Start of INPUT

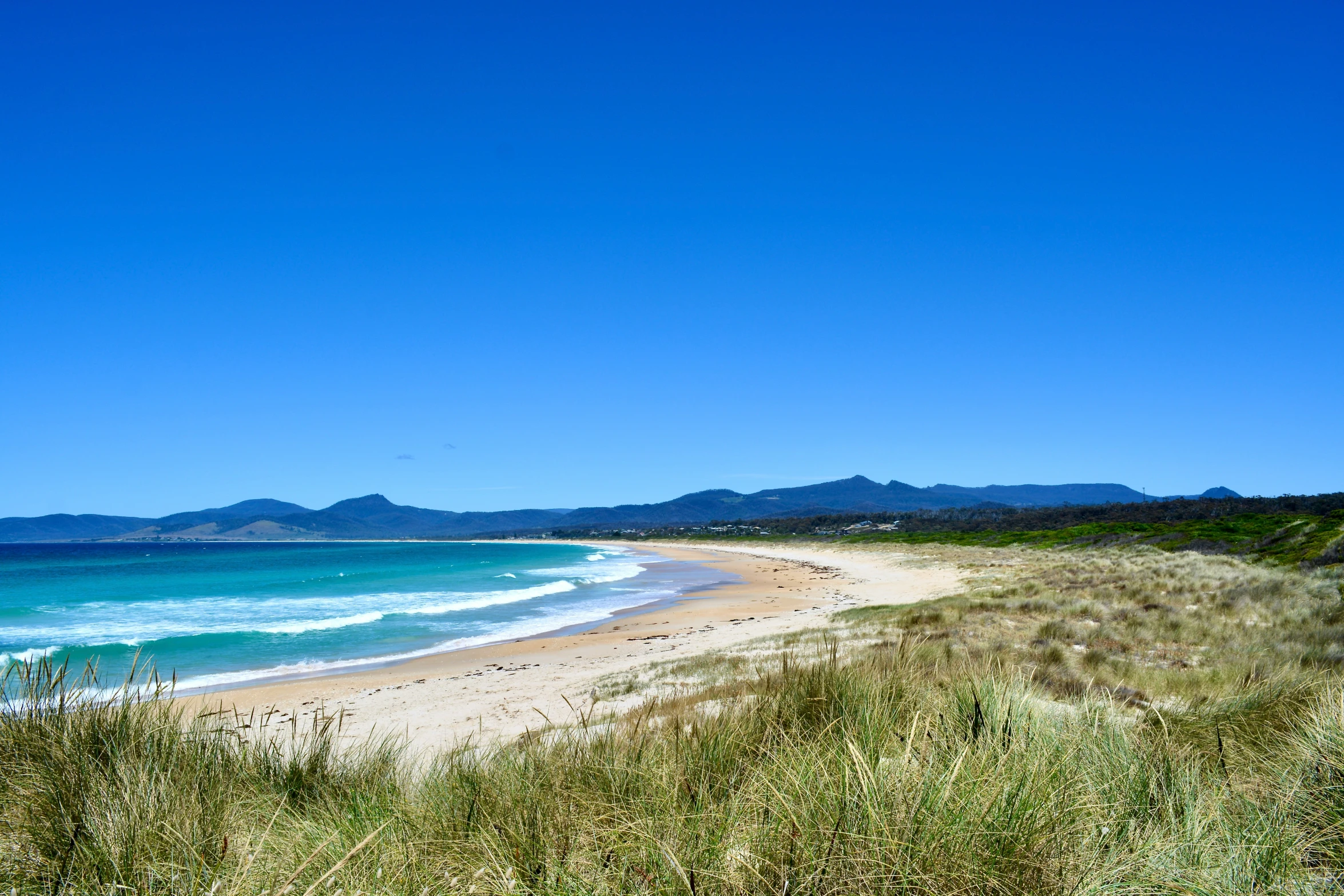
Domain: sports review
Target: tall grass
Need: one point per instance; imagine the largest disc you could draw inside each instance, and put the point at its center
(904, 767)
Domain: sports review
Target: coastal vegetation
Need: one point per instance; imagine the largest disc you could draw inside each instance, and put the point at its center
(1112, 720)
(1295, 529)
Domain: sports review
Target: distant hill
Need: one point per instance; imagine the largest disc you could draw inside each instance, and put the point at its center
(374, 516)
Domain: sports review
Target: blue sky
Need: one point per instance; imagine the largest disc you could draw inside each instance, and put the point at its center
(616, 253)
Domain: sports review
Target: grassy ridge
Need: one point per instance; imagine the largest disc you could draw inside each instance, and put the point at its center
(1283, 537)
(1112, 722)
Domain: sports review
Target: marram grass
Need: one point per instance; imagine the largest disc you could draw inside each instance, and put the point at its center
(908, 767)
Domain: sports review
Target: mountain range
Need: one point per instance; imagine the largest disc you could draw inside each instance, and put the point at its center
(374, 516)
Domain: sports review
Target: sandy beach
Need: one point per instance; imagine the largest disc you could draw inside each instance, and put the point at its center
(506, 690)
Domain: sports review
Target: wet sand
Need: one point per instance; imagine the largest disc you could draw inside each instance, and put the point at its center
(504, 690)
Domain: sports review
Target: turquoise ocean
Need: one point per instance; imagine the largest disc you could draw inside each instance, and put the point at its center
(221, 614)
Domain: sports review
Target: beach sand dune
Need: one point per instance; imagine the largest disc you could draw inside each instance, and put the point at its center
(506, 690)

End of INPUT

# [PROBLEM STATEMENT]
Go through the entries above and output them exactly, without pictures.

# [RESULT]
Domain: sports review
Target: tall grass
Need: one point per instance; imagine the largest disc you could draw inside each instance, and put the point at its center
(904, 767)
Domain: sports review
Target: coastal vegetation
Need: one point per instance; imagine the largest disc you could draw inside each instance, and put the point at its center
(1112, 720)
(1295, 529)
Domain: sports review
Target: distant hill
Need: one point per instance; imagine the largest disc you could draw inside each instance, and put the point at its center
(374, 516)
Domain: sports review
Target: blue sky
Need: one point per instance; imagine the largest disc you could draw inside each instance, and put the point at its center
(616, 253)
Domain: sports review
Target: grassy ridge
Need: one point per instance; imagine the largest disc you could draw inside each instance, and put the point at its center
(1283, 537)
(1112, 722)
Domain: sports review
Target: marram grass
Need: one point per instance; imagine the largest disc you could draw inside each instance, and put the point at its center
(908, 767)
Domain: sports review
Target: mountain range
Need: one point per instance; imagine the largest disc you could draw inside each instance, and put the point at its center
(374, 516)
Domain: sports review
Target: sandy beach
Need: one point per instance; imagine the largest disc you could draw inside each instance, and put the point at its center
(506, 690)
Domain: sports review
Target: wet sand
Need: one point per instance; imagine the largest disc you could draw inside each instance, and put the point at its center
(504, 690)
Domain: sports review
Target: turquoise ocean
Need: one point per instance; imagine the largest disc you could draw inside each instance, and put the point at its center
(221, 614)
Domain: sports review
Target: beach sand dune
Need: one point per instance; imagine the largest disc you could draw inside each instance, and put the point at its center
(506, 690)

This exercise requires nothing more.